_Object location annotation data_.
--
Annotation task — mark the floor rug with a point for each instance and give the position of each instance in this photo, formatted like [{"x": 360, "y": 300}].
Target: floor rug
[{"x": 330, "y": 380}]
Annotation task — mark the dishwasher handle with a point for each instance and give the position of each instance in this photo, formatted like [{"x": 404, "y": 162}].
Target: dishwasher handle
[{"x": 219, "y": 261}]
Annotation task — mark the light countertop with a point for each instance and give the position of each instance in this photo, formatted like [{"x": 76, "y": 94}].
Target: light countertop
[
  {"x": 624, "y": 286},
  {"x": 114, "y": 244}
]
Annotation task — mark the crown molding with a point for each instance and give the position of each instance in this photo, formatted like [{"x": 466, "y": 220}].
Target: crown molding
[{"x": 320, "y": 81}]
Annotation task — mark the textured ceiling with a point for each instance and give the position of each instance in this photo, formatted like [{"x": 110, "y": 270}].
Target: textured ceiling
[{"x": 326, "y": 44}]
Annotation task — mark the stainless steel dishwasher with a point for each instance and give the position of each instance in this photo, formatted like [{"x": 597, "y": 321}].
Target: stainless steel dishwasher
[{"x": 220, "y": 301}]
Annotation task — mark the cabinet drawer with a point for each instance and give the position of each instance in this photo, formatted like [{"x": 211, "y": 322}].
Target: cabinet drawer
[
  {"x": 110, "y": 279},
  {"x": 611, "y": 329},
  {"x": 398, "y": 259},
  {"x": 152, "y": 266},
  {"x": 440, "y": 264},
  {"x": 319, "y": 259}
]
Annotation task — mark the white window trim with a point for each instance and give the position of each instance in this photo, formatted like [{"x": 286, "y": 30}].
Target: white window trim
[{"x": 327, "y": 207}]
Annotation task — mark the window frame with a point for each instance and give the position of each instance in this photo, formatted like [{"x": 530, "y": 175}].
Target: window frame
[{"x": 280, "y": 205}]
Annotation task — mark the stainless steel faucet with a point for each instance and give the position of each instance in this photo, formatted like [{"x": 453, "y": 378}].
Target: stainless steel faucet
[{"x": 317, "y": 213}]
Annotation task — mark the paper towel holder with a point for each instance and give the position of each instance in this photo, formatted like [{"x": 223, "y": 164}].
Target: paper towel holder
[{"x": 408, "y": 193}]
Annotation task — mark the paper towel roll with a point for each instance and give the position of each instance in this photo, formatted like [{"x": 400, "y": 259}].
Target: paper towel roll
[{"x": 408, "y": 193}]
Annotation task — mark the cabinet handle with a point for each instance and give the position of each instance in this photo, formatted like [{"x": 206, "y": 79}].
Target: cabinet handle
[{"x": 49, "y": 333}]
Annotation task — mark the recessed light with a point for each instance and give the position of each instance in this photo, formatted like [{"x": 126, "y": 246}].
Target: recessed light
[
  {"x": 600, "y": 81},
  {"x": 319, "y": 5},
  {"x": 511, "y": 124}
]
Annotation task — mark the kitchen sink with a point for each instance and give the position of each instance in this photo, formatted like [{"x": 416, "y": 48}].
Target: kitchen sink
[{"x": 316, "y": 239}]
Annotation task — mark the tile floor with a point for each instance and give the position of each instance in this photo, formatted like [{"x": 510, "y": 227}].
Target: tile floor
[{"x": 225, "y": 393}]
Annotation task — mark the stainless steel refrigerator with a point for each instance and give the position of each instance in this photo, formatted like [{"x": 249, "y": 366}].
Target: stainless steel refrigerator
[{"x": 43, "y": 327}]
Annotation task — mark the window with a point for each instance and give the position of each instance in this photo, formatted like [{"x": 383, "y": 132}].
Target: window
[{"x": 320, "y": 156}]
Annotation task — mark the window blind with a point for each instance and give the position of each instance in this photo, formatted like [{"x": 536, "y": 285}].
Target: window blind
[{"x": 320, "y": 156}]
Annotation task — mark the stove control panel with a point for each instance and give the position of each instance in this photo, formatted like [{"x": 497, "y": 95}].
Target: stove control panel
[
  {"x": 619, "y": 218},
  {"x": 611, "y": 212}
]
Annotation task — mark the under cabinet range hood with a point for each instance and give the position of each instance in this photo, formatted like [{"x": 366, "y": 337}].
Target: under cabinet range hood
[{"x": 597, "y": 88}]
--
_PROBLEM REQUIREMENTS_. Can you write out all the items above again, substituting "brushed metal" for every "stainless steel" and leaving everything else unchanged?

_EXERCISE RESULT_.
Annotation task — mark the floor rug with a point for each instance and give the position of each instance in this photo, formatted like [{"x": 360, "y": 300}].
Target: floor rug
[{"x": 330, "y": 380}]
Annotation task — mark the dishwasher handle with a point for each instance and give the position of each instance in this photo, formatted like [{"x": 404, "y": 162}].
Target: dishwasher handle
[{"x": 219, "y": 261}]
Annotation task — mark the light countertop with a point for each instance and give the position of each instance in this photo, formatted like [{"x": 76, "y": 94}].
Target: light countertop
[
  {"x": 624, "y": 286},
  {"x": 114, "y": 244}
]
Annotation task — mark the crown molding with a point for each instance and give the position of each instance in this photo, formatted like [{"x": 466, "y": 220}].
Target: crown molding
[{"x": 320, "y": 81}]
Annotation task — mark the textured ceiling with a point for each instance and give the position of each instance in this photo, formatted like [{"x": 110, "y": 270}].
Target: textured ceiling
[{"x": 326, "y": 44}]
Annotation task — mark the brushed metal dishwasher with a point for each instance and give the position of each instance in this photo, formatted like [{"x": 597, "y": 321}].
Target: brushed metal dishwasher
[{"x": 220, "y": 301}]
Annotation task — mark the cabinet drawer with a point for each instance and give the position of each instance in this photo, formatted like [{"x": 211, "y": 322}].
Target: cabinet drawer
[
  {"x": 110, "y": 279},
  {"x": 611, "y": 329},
  {"x": 398, "y": 259},
  {"x": 152, "y": 266},
  {"x": 440, "y": 264},
  {"x": 319, "y": 259}
]
Annotation task — mark the white window trim with a point for each instance and give the position of each instance in this photo, formatted like [{"x": 286, "y": 30}].
Target: white window trim
[{"x": 327, "y": 207}]
Annotation task — mark the window frame with a point for each instance and give the position of each instance in this photo, formatted like [{"x": 530, "y": 175}].
Target: window frame
[{"x": 280, "y": 205}]
Annotation task — mark the brushed metal faucet with a point for each instance and give the position of each instance in this photo, formatted like [{"x": 453, "y": 378}].
Target: brushed metal faucet
[{"x": 317, "y": 213}]
Annotation task — mark the paper towel holder with a point for each instance and give the position of each instance in this photo, formatted like [{"x": 223, "y": 164}].
Target: paper towel holder
[{"x": 408, "y": 193}]
Annotation task — mark the paper towel roll with a point for each instance and give the position of each instance in this photo, formatted like [{"x": 400, "y": 259}].
Target: paper towel roll
[{"x": 408, "y": 193}]
Annotation task — mark the cabinet handle with a point for each instance and give the position of each instance in this photo, formatted like [{"x": 206, "y": 79}].
Target: cabinet handle
[{"x": 49, "y": 333}]
Annotation task — mark the recessed light with a point for each instance and give the position of each instance in this photo, formatted like [{"x": 126, "y": 246}].
Target: recessed light
[
  {"x": 600, "y": 81},
  {"x": 319, "y": 5},
  {"x": 511, "y": 124}
]
Annotation task — mark the kitchen sink with a point for each instance and give the position of each instance in this photo, formatted like [{"x": 416, "y": 48}].
Target: kitchen sink
[{"x": 316, "y": 239}]
Annotation task — mark the tile floor with a point for each instance and give the position of each instance in this photo, formatted like [{"x": 510, "y": 227}].
Target: tile floor
[{"x": 225, "y": 393}]
Annotation task — mark the brushed metal refrigerator with a point for each instance and give the position of each instance in this photo, formatted like [{"x": 249, "y": 366}].
Target: brushed metal refrigerator
[{"x": 43, "y": 327}]
Annotation task — mark the window with a point for each instance and give the position of each instance in this photo, formatted like [{"x": 383, "y": 132}].
Target: window
[{"x": 320, "y": 156}]
Annotation task — mark the window blind with a point for each instance and give the position of each instance in this photo, formatted like [{"x": 536, "y": 285}].
Target: window blind
[{"x": 320, "y": 156}]
Annotation task — mark the stove control panel with a point for each instance and give the position of each instance in this photo, formatted like [{"x": 497, "y": 95}].
Target: stove control panel
[
  {"x": 619, "y": 218},
  {"x": 611, "y": 212}
]
Annotation task — mark the under cabinet range hood with a point for each instance and give the position of each instance in this photo, formatted like [{"x": 366, "y": 337}].
Target: under cabinet range hood
[{"x": 597, "y": 88}]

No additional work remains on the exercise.